# Aufgabe A
Bearbeite den Text über die Hinrichtung bei Himmelpforten. Gib den Abschnitt von "Himmelpforten. Dietrich Alsdorf" bis "Sie wurden enthauptet." wieder und setze dabei "Waldstück" an die Stelle von "Wäldchen".
# Aufgabe B
Wen hatten Anna und Claus Meyer laut dem Text über die Hinrichtung bei Himmelpforten erdrosselt?

━━ Text ━━

Himmelpforten. Dietrich Alsdorf steht in einem Wäldchen. In der Unscheinbarkeit von Bäumen und Laub steckt ein Kreuz im Boden - an dieser Stelle sind zwei Menschen gewaltsam gestorben. Sie wurden enthauptet.

Vor 190 Jahren wurden Anna Meyer und Claus Meyer in der Heide bei Himmelpforten aufs Schafott geführt. Sie waren zum Tode verurteilt worden. Zusammen hatten sie den Bauern Cord Meyer in Blumenthal erdrosselt, den Vater von Claus und Ehemann von Anna. Die Chronisten berichten davon, die Tragödie wurde in einem Theaterstück verarbeitet - und war auch Dietrich Alsdorf schon als Teenager geläufig.

━━━
━━ Vorhandene Einträge ━━

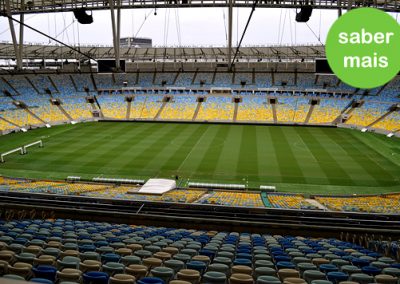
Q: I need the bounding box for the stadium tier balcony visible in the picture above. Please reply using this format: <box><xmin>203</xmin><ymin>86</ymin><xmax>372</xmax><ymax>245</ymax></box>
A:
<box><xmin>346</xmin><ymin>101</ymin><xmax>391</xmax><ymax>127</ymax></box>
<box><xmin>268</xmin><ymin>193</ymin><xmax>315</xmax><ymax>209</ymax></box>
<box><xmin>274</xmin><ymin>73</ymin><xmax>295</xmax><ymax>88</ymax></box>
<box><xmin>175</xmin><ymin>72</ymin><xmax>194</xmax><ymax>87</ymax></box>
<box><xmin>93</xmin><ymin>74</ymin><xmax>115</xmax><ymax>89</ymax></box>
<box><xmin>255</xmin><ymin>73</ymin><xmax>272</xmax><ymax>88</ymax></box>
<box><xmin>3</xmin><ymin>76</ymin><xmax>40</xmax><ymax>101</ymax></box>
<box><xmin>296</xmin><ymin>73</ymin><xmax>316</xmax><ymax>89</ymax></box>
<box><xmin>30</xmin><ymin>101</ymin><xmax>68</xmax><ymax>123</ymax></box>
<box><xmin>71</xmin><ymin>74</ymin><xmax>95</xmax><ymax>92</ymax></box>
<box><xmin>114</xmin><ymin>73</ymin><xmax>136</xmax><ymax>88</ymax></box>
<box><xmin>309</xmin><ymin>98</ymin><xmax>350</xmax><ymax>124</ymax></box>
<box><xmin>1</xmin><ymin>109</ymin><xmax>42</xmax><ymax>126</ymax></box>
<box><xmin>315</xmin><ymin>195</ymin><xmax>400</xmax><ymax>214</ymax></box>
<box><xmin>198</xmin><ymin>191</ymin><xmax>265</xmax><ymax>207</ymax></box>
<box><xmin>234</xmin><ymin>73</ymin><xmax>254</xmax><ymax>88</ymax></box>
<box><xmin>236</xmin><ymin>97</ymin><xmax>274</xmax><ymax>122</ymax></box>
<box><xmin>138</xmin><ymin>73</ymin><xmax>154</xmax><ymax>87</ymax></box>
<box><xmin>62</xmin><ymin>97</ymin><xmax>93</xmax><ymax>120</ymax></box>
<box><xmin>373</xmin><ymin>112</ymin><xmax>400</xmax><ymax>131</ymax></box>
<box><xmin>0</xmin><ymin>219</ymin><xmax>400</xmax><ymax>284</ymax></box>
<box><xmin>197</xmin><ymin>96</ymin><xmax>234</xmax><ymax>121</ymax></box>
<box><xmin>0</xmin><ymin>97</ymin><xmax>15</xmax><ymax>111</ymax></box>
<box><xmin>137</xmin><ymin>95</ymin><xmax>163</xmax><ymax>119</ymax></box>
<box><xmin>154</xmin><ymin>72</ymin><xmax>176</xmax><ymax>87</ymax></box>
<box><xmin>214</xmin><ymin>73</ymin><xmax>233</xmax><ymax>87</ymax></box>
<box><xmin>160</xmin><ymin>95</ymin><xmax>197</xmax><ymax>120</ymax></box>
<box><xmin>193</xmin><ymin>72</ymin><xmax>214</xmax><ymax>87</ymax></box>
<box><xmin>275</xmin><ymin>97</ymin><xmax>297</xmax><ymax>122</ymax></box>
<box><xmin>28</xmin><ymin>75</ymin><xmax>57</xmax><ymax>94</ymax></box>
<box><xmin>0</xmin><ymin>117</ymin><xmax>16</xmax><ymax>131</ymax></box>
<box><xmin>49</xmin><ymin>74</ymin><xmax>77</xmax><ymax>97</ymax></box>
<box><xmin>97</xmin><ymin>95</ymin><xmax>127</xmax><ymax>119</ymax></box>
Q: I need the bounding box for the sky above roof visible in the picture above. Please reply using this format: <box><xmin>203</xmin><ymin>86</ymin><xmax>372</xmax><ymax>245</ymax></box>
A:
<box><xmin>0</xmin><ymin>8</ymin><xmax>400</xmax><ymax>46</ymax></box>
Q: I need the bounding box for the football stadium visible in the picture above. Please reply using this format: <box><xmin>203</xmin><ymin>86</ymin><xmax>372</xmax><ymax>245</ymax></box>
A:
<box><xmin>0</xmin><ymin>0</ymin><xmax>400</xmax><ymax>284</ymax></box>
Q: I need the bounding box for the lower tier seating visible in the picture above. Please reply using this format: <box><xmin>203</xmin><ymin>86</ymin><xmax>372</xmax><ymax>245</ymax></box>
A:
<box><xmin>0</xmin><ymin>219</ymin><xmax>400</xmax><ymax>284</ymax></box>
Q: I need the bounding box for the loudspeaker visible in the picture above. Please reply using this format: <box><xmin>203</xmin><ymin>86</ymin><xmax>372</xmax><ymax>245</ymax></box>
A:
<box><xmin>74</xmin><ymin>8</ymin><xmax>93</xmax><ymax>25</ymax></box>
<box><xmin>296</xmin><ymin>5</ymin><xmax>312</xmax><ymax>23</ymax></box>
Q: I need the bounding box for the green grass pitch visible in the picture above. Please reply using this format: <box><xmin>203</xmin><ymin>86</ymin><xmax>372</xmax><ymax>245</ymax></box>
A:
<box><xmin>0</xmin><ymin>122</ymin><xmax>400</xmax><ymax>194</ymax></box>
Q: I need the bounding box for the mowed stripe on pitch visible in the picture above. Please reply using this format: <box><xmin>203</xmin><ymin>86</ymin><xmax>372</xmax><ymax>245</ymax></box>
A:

━━━

# Musterlösung A
Himmelpforten. Dietrich Alsdorf steht in einem Waldstück. In der Unscheinbarkeit von Bäumen und Laub steckt ein Kreuz im Boden - an dieser Stelle sind zwei Menschen gewaltsam gestorben. Sie wurden enthauptet.

# Musterlösung B
Den Bauern Cord Meyer in Blumenthal, den Vater von Claus und Ehemann von Anna.